* Start Data provided *

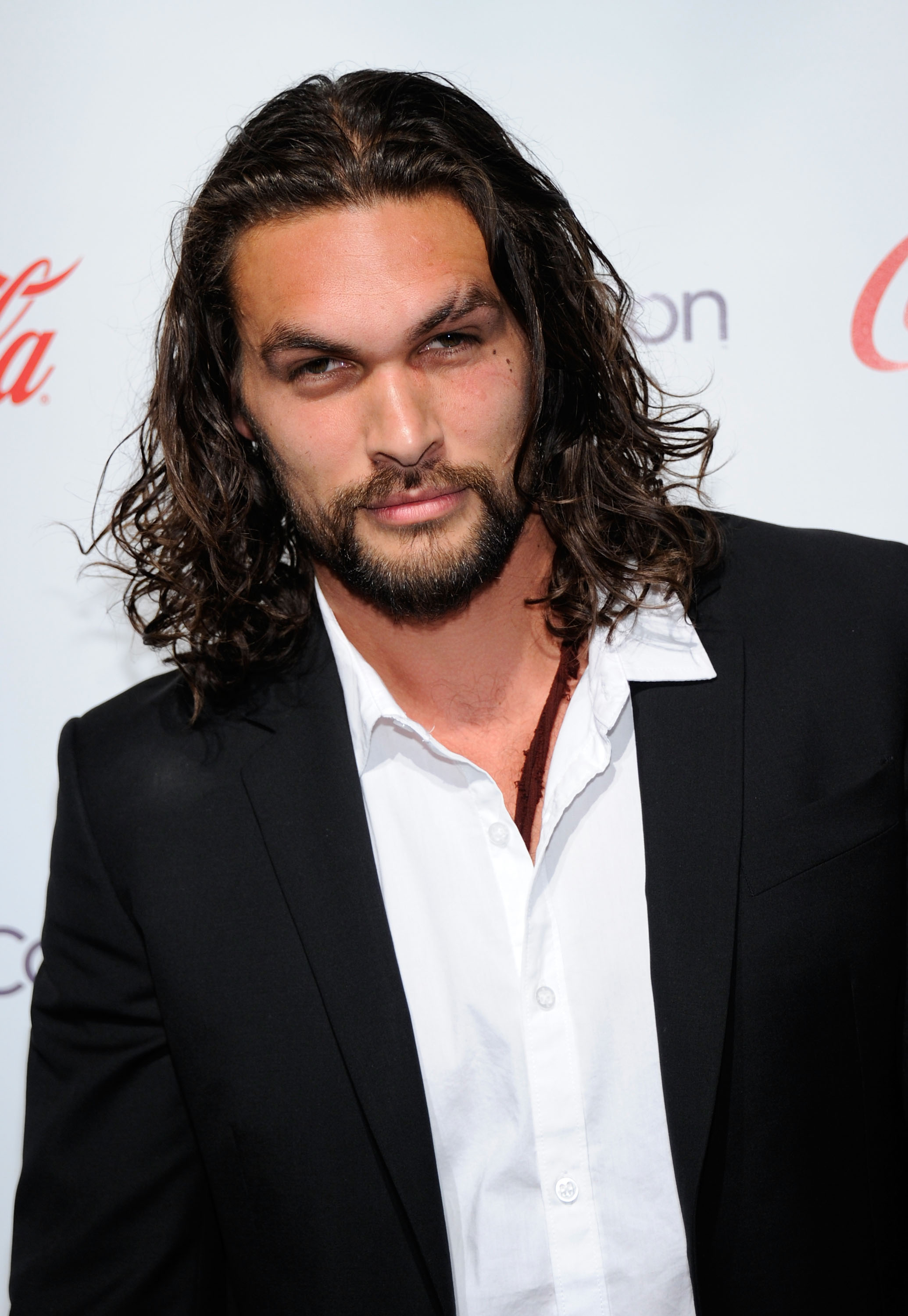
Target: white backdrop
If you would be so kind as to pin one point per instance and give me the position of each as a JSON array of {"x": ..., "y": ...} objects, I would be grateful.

* End Data provided *
* Start Data provided *

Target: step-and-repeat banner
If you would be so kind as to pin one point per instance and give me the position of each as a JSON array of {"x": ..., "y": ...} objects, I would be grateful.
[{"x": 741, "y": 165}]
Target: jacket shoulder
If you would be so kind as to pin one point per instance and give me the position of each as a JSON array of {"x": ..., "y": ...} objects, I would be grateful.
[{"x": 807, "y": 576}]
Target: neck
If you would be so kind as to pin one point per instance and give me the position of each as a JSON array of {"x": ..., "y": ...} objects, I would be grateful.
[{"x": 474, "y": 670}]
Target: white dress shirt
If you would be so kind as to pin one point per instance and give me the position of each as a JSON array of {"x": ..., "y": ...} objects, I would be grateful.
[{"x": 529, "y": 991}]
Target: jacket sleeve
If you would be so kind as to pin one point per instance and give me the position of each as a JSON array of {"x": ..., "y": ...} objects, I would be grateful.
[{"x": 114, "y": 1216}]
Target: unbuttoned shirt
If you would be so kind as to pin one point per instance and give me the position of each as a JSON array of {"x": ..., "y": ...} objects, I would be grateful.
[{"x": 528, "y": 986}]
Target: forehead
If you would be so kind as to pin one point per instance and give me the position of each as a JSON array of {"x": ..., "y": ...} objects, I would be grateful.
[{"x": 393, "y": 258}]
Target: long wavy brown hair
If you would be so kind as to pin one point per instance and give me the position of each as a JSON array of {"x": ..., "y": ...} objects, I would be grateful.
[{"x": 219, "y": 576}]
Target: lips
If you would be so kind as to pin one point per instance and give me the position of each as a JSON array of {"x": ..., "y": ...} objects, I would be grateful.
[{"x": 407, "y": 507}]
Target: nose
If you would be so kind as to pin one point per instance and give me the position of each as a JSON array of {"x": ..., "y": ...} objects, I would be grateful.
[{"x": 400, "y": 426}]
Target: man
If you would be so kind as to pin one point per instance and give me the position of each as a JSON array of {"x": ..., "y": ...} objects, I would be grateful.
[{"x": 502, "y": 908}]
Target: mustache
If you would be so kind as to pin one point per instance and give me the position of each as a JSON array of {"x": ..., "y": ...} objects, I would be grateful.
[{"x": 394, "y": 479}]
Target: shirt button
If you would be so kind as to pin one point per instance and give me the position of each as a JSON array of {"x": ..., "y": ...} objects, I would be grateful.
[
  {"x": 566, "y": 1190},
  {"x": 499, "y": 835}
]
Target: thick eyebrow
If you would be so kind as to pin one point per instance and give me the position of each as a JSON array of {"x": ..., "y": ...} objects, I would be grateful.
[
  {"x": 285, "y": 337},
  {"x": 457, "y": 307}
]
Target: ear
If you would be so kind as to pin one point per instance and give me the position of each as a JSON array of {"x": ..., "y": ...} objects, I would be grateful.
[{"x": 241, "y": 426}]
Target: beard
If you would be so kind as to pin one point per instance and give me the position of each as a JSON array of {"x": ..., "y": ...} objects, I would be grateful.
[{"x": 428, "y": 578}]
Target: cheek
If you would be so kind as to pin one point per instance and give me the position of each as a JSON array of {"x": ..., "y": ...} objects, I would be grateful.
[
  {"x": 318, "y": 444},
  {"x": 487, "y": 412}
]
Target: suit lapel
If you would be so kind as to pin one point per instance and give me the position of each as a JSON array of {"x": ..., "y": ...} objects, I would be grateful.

* End Data provided *
* Start Data provided *

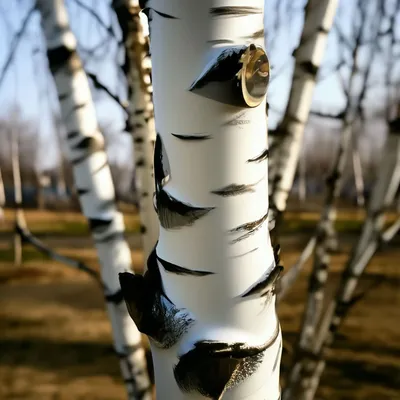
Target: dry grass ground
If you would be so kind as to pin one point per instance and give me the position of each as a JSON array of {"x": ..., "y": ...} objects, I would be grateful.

* End Data provided *

Select every line in the items above that contains the word "jacket" and copy each one out in full.

Problem solution:
Target: jacket shoulder
Target: jacket sleeve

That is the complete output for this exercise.